----- Excerpted text

Shan Deniston

Biographical details
- Born: February 28, 1919 Long Beach, California, U.S.
- Died: April 4, 2020 (aged 101) San Diego, California, U.S.
- Alma mater: St. Mary's College of California Pasadena City College Pepperdine University

Playing career

Baseball
- 1938: St. Mary's
- 1939: Pasadena JC
- 1939: El Paso Texans
- 1940–1942: Portland Beavers
- 1940: Boise Pilots
- 1940: Wenatchee
- 1940: Idaho Falls Russets
- 1940: Big Spring Barons/Odessa Oilers
- 1941: Anaheim Aces
- c. 1945: Pepperdine
- 1947: Mayfield Clothiers
- 1948: Pittsburg Browns
- 1948: Belleville Stags
- 1949: Olean Oilers
- 1950: Audubon Cardinals
- 1951: Lakes-Denison
- 1951: Des Moines Bruins
- 1951: Colorado Springs Sky Sox
- 1952: Kellogg Cardinals
- 1953–1954: Storm Lake White Caps
- 1954: New Ulm
- 1955: Estherville Cardinals/Red Sox

Football
- 1938: St. Mary's
- 1939: Pasadena JC
- 1942: Los Angeles Bulldogs
- 1942, 1945, 1948: Hollywood Bears
- c. 1944: San Diego Bombers
- 1944: El Toro Marine Corps Air Station
- 1946: Los Angeles

Basketball
- c. 1944: Pepperdine
- Position(s): Catcher, outfielder, first baseman (baseball) guard, quarterback, halfback (football)

----------
----- Material shown

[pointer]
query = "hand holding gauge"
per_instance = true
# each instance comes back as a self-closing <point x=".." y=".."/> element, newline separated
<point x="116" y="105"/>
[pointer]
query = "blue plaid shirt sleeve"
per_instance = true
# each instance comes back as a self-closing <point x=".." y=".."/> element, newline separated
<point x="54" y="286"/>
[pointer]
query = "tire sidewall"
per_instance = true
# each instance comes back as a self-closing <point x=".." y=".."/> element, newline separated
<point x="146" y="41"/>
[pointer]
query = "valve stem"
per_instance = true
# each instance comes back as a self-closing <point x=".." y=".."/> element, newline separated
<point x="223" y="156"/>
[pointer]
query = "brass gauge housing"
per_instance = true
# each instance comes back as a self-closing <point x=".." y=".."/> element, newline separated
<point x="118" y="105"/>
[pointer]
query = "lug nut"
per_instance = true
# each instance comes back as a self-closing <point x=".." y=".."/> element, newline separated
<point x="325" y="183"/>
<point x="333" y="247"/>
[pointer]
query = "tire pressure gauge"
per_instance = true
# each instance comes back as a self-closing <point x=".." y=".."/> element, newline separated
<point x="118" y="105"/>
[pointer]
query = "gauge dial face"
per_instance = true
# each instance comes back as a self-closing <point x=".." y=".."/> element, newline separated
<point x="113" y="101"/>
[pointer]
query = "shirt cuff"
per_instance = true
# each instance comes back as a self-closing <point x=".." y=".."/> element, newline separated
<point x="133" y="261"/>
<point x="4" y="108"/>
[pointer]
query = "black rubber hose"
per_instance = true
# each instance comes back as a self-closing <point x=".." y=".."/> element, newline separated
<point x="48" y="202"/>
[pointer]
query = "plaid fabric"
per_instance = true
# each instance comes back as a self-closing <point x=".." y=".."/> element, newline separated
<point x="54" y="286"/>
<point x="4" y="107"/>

----------

- Requests:
a: Name every playing position given in the Shan Deniston profile, and mark each as baseball or football.
b: Continue the Shan Deniston profile from its final line, in the same format.
The entries above are separate material and are unrelated to the Shan Deniston profile.

- The replies:
a:
Baseball: catcher, outfielder, first baseman
Football: guard, quarterback, halfback

b:
Coaching career (HC unless noted)

Baseball
- 1944: Pepperdine
- 1947: Mayfield Clothiers
- 1948: Pittsburg Browns
- 1948: Belleville Stags
- 1949: Olean Oilers
- 1950–1955: Drake
- 1950: Audubon Cardinals
- 1951: Lakes-Denison
- 1953–1954: Storm Lake White Caps
- 1955: Estherville Cardinals/Red Sox
- 1985–1986: Lincoln HS

Football
- 1946–1948: Pepperdine (GA/E)
- 1949–1955: Drake (E)
- 1956: La Jolla HS
- 1957–1969: Lincoln HS
- 1971–1976: San Diego HS
- 1977–1978: United States International

Basketball
- 1946: Pepperdine (asst.)

Gymnastics
- 1947–1948: Pepperdine

Administrative career (AD unless noted)
- c. 1949–1955: Drake (intramural director)

Accomplishments and honors

Awards
- KITTY League all-star (1947); All-Iowa (1951); San Diego Sports Hall of Champions;

= Shan Deniston =

American athlete and coach (1919–2020)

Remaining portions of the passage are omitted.